#### [Prompt]
Copy out the entries below in full and exactly.
"""
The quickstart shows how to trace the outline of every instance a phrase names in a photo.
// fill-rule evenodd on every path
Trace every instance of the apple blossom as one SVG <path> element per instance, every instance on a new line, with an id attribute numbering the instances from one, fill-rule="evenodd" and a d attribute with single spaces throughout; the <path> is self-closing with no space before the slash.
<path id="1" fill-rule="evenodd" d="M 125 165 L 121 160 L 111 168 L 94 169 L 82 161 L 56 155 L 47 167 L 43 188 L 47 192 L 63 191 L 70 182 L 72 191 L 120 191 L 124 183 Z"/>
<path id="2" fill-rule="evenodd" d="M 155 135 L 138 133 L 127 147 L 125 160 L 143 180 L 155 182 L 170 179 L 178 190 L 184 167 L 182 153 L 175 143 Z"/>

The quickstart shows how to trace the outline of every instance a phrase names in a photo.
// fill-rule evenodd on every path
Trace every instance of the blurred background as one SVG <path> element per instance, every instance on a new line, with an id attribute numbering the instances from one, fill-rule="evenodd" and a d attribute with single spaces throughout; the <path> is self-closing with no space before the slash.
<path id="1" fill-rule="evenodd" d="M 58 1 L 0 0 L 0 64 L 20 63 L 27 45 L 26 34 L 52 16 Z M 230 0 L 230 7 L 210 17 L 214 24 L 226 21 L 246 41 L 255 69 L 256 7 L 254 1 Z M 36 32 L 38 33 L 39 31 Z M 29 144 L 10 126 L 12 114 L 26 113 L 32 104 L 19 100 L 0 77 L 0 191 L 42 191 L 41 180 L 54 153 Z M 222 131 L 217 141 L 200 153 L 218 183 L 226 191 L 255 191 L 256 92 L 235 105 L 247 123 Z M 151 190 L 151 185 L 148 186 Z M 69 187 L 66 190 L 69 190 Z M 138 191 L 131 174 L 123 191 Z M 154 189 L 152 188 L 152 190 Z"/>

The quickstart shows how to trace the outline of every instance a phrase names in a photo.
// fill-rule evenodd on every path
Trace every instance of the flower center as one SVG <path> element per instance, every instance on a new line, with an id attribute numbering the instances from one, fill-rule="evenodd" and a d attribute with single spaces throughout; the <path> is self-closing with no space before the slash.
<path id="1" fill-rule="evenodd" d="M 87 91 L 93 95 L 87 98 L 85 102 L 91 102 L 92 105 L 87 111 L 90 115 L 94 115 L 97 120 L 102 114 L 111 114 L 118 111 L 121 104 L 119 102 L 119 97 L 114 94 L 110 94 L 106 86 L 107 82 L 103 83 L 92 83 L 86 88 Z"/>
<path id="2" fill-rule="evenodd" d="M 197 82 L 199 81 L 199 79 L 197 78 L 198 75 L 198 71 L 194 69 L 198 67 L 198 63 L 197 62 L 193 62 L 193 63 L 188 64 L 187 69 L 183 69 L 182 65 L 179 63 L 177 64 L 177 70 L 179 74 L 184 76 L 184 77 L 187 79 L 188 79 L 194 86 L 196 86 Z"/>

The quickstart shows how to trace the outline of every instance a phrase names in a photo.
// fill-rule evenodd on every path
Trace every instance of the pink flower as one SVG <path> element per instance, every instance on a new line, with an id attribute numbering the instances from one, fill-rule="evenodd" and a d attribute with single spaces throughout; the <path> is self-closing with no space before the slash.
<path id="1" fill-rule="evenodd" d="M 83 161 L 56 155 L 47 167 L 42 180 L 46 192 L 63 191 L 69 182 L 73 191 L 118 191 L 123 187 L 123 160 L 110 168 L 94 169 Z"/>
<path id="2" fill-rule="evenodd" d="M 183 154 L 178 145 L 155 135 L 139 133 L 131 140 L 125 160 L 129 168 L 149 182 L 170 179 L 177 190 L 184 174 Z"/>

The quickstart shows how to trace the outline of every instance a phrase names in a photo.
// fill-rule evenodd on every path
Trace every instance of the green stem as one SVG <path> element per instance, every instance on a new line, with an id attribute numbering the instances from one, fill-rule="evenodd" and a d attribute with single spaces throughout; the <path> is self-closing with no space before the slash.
"""
#### [Complete response]
The quickstart shows how to trace the outline of every instance a phrase names in a photo.
// fill-rule evenodd on every path
Trace every instance of the apple blossom as one SVG <path> element per instance, every instance on a new line, with an id attribute numbering the instances from one, fill-rule="evenodd" and a d attribute with single spaces throughout; the <path> is self-closing with no space before the slash.
<path id="1" fill-rule="evenodd" d="M 125 165 L 121 160 L 111 168 L 94 169 L 82 161 L 56 155 L 47 167 L 43 188 L 47 192 L 63 191 L 70 182 L 72 191 L 120 191 L 124 183 Z"/>
<path id="2" fill-rule="evenodd" d="M 155 135 L 138 133 L 127 147 L 125 160 L 143 180 L 155 182 L 170 179 L 178 190 L 184 167 L 182 153 L 175 143 Z"/>

The quickstart shows how to trace the outline of every instance a phrase names in a photo.
// fill-rule evenodd on every path
Trace every instance of the blurred background as one SVG <path> element per instance, every instance on a new line, with an id attribute numbering the instances from one, fill-rule="evenodd" and a d attribute with single spaces throughout; the <path> is self-closing with no space before the slash.
<path id="1" fill-rule="evenodd" d="M 58 1 L 0 0 L 0 64 L 20 63 L 27 45 L 26 34 L 52 16 Z M 230 0 L 230 7 L 210 17 L 214 24 L 226 21 L 246 41 L 255 69 L 256 7 L 254 1 Z M 36 32 L 38 33 L 39 31 Z M 29 144 L 10 126 L 12 114 L 26 113 L 32 104 L 19 100 L 0 77 L 0 191 L 42 191 L 41 180 L 54 153 Z M 222 131 L 217 141 L 200 153 L 218 183 L 226 191 L 255 191 L 256 92 L 235 105 L 247 123 Z M 151 190 L 151 185 L 148 186 Z M 69 187 L 66 190 L 69 190 Z M 138 191 L 131 174 L 123 191 Z M 154 189 L 152 188 L 152 190 Z"/>

The quickstart shows how to trace the outline of every instance a phrase names in a photo.
// fill-rule evenodd on every path
Trace every instance of the flower center as one SVG <path> element per instance, every instance on a new line, with an id attribute numbering the instances from one, fill-rule="evenodd" and a d attribute with single spaces throughout; the <path> is self-closing with no space before the slash.
<path id="1" fill-rule="evenodd" d="M 87 91 L 93 95 L 87 98 L 85 102 L 91 102 L 92 105 L 87 111 L 90 115 L 94 115 L 97 120 L 102 114 L 111 114 L 118 111 L 121 104 L 119 102 L 119 97 L 114 94 L 110 94 L 106 86 L 107 82 L 103 83 L 92 83 L 86 88 Z"/>
<path id="2" fill-rule="evenodd" d="M 197 82 L 199 81 L 199 79 L 197 78 L 198 75 L 198 71 L 194 69 L 198 67 L 198 63 L 197 62 L 193 62 L 193 63 L 188 64 L 187 69 L 183 69 L 182 65 L 179 63 L 177 64 L 177 70 L 179 74 L 184 76 L 184 77 L 187 79 L 188 79 L 194 86 L 196 86 Z"/>

The quickstart shows how to trace the outline of every instance a phrase names in a photo.
// fill-rule evenodd on every path
Trace every instance of the pink flower as one SVG <path> element per instance, every instance on a new line, with an id attribute numbering the instances from one, fill-rule="evenodd" and a d attribute with single spaces throughout; the <path> is self-closing with no space before the slash.
<path id="1" fill-rule="evenodd" d="M 83 161 L 56 155 L 47 167 L 42 180 L 46 192 L 63 191 L 69 182 L 73 191 L 118 191 L 123 187 L 123 160 L 110 168 L 94 169 Z"/>
<path id="2" fill-rule="evenodd" d="M 183 154 L 178 145 L 155 135 L 139 133 L 131 140 L 125 160 L 129 168 L 149 182 L 170 179 L 177 190 L 184 174 Z"/>

The quickstart shows how to trace the outline of every instance a phrase names in a photo.
// fill-rule evenodd on every path
Trace every instance of the green stem as one SVG <path> element per instance, every instance on a new line, with an id attribute numbering the instances from one, fill-rule="evenodd" and a d attribute with single spaces throughout; the <path> is self-closing with no space before the slash.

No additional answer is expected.